Assigned task 1: In the text on X-linked complicated corpus callosum dysgenesis, rewrite the part that opens with the words containing "This condition differs" and closes with "with the condition.", substituting "macrocephaly" for "hydrocephalus".
Assigned task 2: State whether each statement below agrees with the text on X-linked complicated corpus callosum dysgenesis, answering yes or no and quoting the deciding words: (a) every case described in medical literature has been male; (b) the condition is transmitted in an autosomal dominant manner; (c) the condition is the most severe subtype of L1 syndrome.
Assigned task 3: Continue the text on X-linked complicated corpus callosum dysgenesis from its final sentence.
══ Document text
- Other names: X-linked complicated corpus callosum agenesis, X-linked partial corpus callosum agenesis, X-linked partial agenesis of corpus callosum.
- Specialty: Medical genetics
- Types: This condition is part of the L1 spectrum disorders, also known as L1 syndrome.
- Causes: genetic mutation
- Prevention: none
- Prognosis: Medium
- Frequency: rare
- Deaths: 3 (reported)

= X-linked complicated corpus callosum dysgenesis =

X-linked complicated corpus callosum dysgenesis is a genetic disorder characterized by dysplasia, hypoplasia or agenesis of the corpus callosum alongside variable intellectual disability and spastic paraplegia. Only 13 cases (all male) have been described in medical literature. Transmission is X-linked recessive. It is the mildest subtype of L1 syndrome.

This condition differs from other L1 syndromes due to the fact that neither hydrocephalus, adducted thumbs, or speech difficulties are common in patients with the condition.
════
══ Excerpted records
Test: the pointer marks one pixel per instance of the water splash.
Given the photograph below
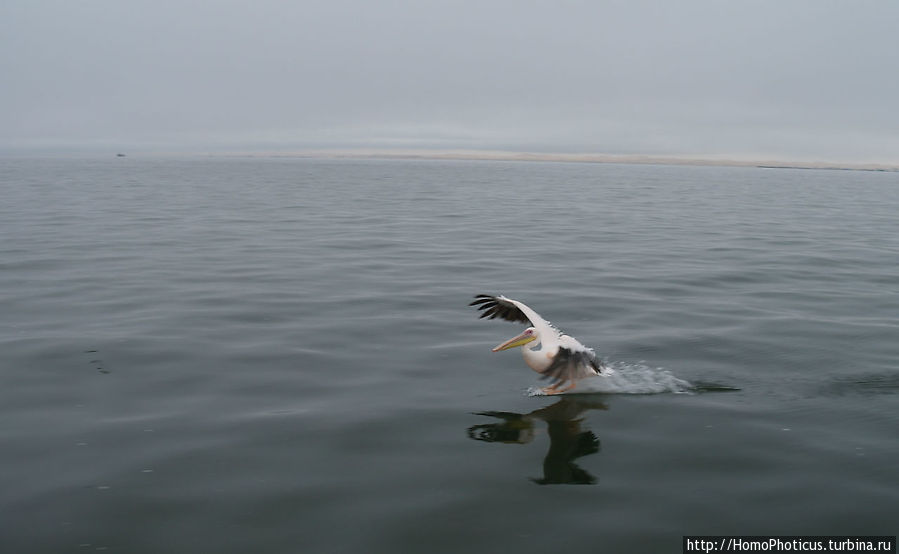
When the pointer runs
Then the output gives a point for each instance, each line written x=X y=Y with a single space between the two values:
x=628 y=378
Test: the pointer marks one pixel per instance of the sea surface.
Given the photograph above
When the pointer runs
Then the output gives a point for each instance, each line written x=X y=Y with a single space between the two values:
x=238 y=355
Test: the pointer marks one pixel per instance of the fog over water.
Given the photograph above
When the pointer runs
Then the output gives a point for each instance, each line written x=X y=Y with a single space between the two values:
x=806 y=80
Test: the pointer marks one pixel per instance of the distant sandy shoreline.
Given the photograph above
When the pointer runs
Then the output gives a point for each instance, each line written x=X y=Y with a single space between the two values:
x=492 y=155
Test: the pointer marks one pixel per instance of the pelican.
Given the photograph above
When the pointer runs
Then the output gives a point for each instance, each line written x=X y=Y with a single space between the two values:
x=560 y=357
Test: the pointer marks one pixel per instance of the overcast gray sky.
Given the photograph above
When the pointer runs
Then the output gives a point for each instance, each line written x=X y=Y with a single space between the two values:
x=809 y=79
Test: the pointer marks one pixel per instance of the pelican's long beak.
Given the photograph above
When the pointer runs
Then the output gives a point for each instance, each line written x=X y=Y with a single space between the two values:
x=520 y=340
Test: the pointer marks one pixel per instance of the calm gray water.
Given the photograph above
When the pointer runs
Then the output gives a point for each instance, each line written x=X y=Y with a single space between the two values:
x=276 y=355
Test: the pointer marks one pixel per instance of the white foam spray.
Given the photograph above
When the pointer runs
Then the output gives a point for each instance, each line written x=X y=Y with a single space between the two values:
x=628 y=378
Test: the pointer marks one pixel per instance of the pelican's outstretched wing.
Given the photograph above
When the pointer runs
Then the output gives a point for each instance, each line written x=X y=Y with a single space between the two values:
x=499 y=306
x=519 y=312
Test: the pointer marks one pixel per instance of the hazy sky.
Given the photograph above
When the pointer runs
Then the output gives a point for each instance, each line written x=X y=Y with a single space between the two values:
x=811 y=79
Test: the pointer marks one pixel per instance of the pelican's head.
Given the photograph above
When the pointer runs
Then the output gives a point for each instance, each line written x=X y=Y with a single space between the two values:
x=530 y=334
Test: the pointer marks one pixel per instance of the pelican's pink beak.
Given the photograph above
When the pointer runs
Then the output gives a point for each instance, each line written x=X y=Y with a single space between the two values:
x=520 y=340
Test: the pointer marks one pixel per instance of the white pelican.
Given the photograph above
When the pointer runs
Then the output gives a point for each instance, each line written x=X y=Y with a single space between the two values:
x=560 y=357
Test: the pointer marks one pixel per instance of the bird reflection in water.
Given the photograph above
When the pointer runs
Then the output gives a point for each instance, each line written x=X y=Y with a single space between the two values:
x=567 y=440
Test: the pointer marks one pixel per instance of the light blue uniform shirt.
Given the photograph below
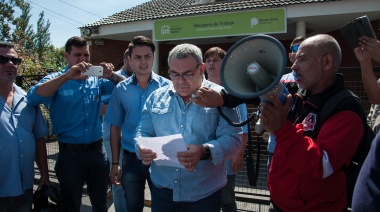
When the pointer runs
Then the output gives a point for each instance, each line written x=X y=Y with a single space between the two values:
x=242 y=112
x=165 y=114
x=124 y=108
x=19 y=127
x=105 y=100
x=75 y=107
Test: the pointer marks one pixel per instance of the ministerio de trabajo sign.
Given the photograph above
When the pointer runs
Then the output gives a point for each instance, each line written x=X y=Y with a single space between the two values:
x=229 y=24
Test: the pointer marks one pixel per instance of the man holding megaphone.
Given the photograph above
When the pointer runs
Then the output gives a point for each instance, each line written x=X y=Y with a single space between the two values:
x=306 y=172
════
Result 1:
This condition differs from other L1 syndromes due to the fact that neither macrocephaly, adducted thumbs, or speech difficulties are common in patients with the condition.

Result 2:
(a) Yes: "Only 13 cases (all male) have been described in medical literature."
(b) No: "Transmission is X-linked recessive."
(c) No: "It is the mildest subtype of L1 syndrome."

Result 3:
== Genetics ==

This condition is caused by X-linked recessive mutations in the L1CAM gene, located in the long arm of the X chromosome. Mutations involved in the milder variants of L1 syndrome (including X-linked complicated corpus callosum dysgenesis) usually work by changing the L1 protein structure.

== Cases ==

The following list comprises all cases of X-linked complicated corpus callosum dysgenesis described in medical literature (from OMIM):

- 1964: Menkes et al. describes 5 males from 4 sibships of a 2-generation American family. The males (all infants) had partial corpus callosum agenesis, severe intellectual disabilities, developmental delays, and epilepsy. The disorder first manifested right after birth, with recurrent seizures occurring hours after it. Out of these 5 babies, 3 had died. Post-mortem examination of one of the dead infants revealed chemical and anatomical abnormalities.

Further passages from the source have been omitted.